■ TO BE DONE ■
Please extract from the material below, word for word, only the part that opens with the line containing "Detect the barbed" and closes with the line containing "[0,417,800,598]", including both of those lines.

-- RECORDS SHOWN start --

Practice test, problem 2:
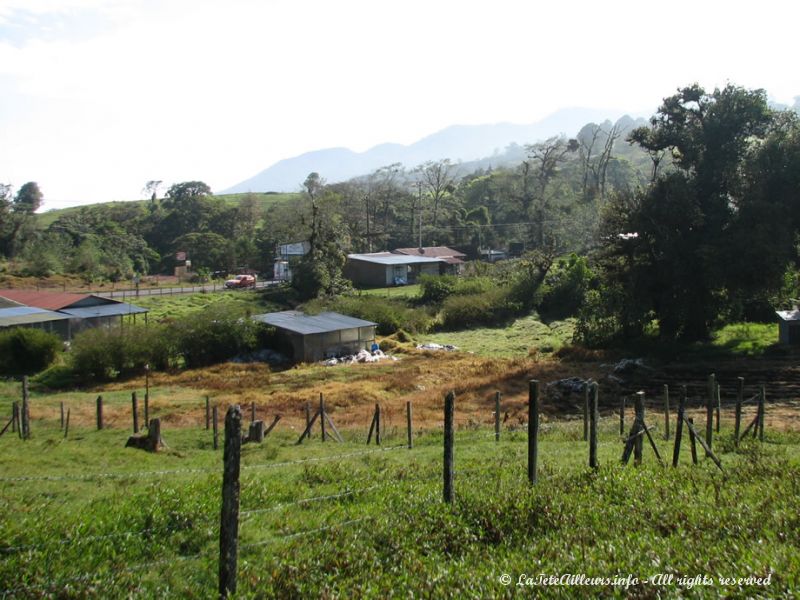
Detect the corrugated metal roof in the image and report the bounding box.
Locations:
[0,289,92,310]
[253,310,377,335]
[347,252,442,265]
[775,308,800,321]
[59,302,149,319]
[0,306,69,327]
[393,246,467,258]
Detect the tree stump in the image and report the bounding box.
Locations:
[125,419,164,452]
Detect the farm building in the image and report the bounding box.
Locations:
[775,307,800,346]
[344,252,445,287]
[0,306,70,340]
[0,289,148,340]
[392,246,467,275]
[253,310,376,362]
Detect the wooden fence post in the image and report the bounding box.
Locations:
[212,405,219,450]
[589,383,599,469]
[706,373,717,448]
[375,404,383,446]
[406,400,414,450]
[131,392,139,433]
[686,418,697,464]
[444,391,456,504]
[672,385,686,467]
[319,392,325,442]
[528,379,539,483]
[733,377,744,448]
[494,392,500,442]
[633,392,646,465]
[22,375,31,440]
[583,382,590,442]
[214,406,242,598]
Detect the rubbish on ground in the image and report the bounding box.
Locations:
[417,342,458,352]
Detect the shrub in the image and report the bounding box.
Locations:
[169,310,262,368]
[539,254,594,319]
[442,288,522,329]
[0,328,62,377]
[70,325,174,382]
[420,275,496,304]
[303,296,433,335]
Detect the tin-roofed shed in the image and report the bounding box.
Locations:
[775,307,800,346]
[253,310,376,362]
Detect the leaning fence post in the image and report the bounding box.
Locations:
[406,400,414,450]
[131,392,139,433]
[375,404,381,446]
[96,396,103,431]
[219,406,242,598]
[583,382,589,442]
[444,391,456,504]
[733,377,744,447]
[633,392,646,465]
[672,385,686,467]
[528,379,539,483]
[706,373,717,448]
[589,383,598,469]
[494,392,500,442]
[686,418,697,464]
[319,392,325,442]
[212,405,219,450]
[22,375,31,440]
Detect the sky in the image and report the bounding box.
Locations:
[0,0,800,210]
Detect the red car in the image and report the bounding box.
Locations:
[225,275,256,289]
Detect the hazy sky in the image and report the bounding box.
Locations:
[0,0,800,209]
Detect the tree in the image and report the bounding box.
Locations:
[604,84,784,340]
[142,179,164,202]
[14,181,44,214]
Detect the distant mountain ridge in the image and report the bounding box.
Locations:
[220,108,639,194]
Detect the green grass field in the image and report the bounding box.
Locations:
[0,402,800,598]
[419,315,575,358]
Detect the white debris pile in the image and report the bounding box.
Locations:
[417,342,458,352]
[322,349,400,367]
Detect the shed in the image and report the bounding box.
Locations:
[0,289,148,339]
[0,306,70,340]
[253,310,377,362]
[775,307,800,346]
[344,252,444,287]
[392,246,467,275]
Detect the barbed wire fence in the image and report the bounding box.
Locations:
[0,376,776,598]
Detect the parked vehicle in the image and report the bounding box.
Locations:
[225,275,256,290]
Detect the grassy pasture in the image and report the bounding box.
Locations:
[0,417,800,598]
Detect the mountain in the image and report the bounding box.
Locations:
[221,108,644,194]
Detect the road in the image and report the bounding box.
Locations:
[91,280,281,300]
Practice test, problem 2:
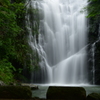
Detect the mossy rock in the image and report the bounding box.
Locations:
[86,93,100,100]
[0,86,32,99]
[46,86,86,100]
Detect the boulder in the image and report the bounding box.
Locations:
[86,93,100,100]
[46,86,86,100]
[0,86,32,99]
[21,83,39,90]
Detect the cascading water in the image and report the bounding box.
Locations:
[92,25,100,84]
[26,0,88,84]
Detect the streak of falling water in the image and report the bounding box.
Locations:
[26,0,88,84]
[92,25,100,84]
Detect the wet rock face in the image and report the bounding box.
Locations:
[46,86,86,100]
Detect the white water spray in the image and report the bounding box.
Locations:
[26,0,87,84]
[92,25,100,84]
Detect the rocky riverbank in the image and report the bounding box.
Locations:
[0,84,100,100]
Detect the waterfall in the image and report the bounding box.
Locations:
[92,25,100,84]
[26,0,88,84]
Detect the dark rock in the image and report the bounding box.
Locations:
[0,81,6,86]
[86,93,100,100]
[0,86,32,99]
[46,86,86,100]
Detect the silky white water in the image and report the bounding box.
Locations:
[26,0,88,84]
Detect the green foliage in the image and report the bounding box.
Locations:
[87,0,100,17]
[0,59,16,84]
[0,0,28,84]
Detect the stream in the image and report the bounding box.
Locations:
[32,85,100,98]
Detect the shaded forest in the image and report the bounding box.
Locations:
[0,0,100,84]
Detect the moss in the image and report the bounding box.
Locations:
[0,86,32,99]
[86,93,100,100]
[46,86,86,100]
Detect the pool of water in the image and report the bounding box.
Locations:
[32,85,100,98]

-- RECORDS SHOWN end --

■ THE REPLY ■
Detect the barbed wire fence in the image and report the bounding box.
Locations:
[0,376,776,598]
Detect the parked vehicle in the image and report the bounding box.
Locations:
[225,275,256,290]
Detect the grassy pasture in the image and report the bounding box.
Locations:
[0,417,800,598]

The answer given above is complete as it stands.